§ **Stated task**
Reproduce every entry below precisely; do not include the pictures.
------------------------------
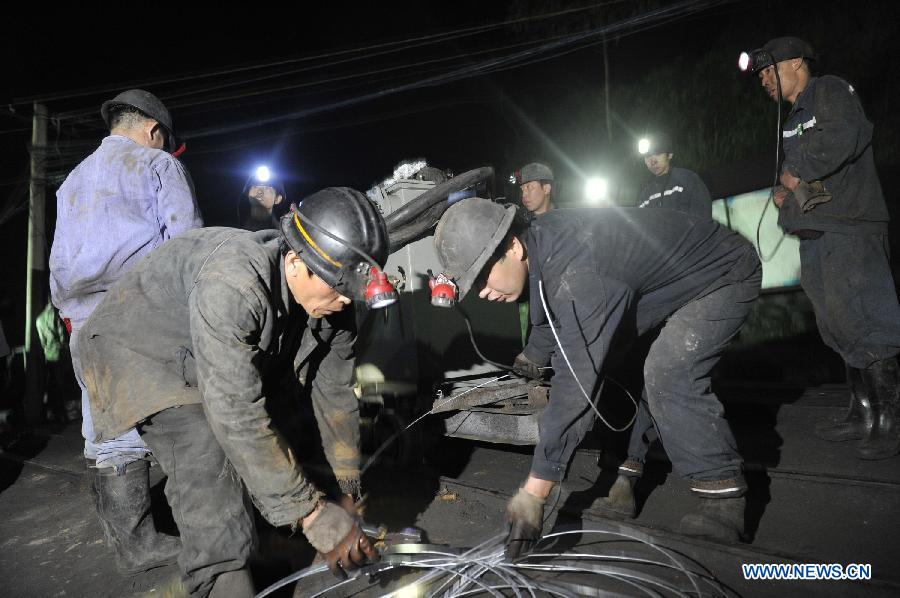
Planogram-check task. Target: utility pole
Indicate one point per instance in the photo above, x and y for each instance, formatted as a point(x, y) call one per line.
point(35, 288)
point(606, 92)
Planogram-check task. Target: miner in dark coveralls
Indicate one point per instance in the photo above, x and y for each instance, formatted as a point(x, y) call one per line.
point(187, 347)
point(677, 189)
point(830, 197)
point(605, 277)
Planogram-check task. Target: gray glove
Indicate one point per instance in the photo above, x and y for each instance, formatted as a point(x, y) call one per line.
point(525, 513)
point(339, 538)
point(809, 195)
point(524, 367)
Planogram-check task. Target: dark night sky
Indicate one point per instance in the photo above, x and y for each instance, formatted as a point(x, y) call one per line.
point(550, 110)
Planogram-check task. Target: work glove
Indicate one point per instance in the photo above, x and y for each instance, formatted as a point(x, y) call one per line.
point(525, 514)
point(524, 367)
point(809, 195)
point(338, 537)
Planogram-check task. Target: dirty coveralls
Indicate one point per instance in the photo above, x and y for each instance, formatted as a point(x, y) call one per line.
point(680, 189)
point(187, 347)
point(122, 202)
point(844, 255)
point(684, 191)
point(609, 276)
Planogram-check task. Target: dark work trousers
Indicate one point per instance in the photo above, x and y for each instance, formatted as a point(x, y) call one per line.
point(848, 280)
point(688, 415)
point(206, 495)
------------------------------
§ **Worked solution**
Planogram-check task. Target: utility pole
Indicate one point per instance in the photo above, x and y for each instance, formatted as a point(x, y) call one per line.
point(35, 288)
point(606, 92)
Planogram-check task. Target: miner in dark coveralls
Indicate one point per instance in the photo above, x and y for each instance, formatted as a point(x, y) call one per line.
point(187, 347)
point(677, 189)
point(830, 197)
point(605, 277)
Planogram-check task. Target: gray glove
Indicate one point per instance in the photo above, x and y for each instance, formatted as a point(x, y) call one per line.
point(525, 513)
point(339, 538)
point(809, 195)
point(524, 367)
Planogram-check task. Target: dark night sky
Indicate one point per instance in the photo above, x and y for each instance, formatted as a point(x, y) call one per line.
point(550, 110)
Planogram-check task. Target: work glove
Indicate one point per instance in the photo above, x and y for each instance, formatted as a point(x, y) call one per line.
point(525, 514)
point(524, 367)
point(809, 195)
point(338, 537)
Planogram-check task. Target: dirty coveralls
Indicate one point per instance in the photo above, x and y for each instance, formatted as a point(x, y) call one per line.
point(680, 189)
point(187, 347)
point(122, 202)
point(844, 255)
point(684, 191)
point(609, 276)
Planogram-check task. Target: dark work trousers
Indicate one point per instance in the photo above, x and y for each instance, formatted as a point(x, y) call one per line.
point(848, 280)
point(688, 415)
point(206, 495)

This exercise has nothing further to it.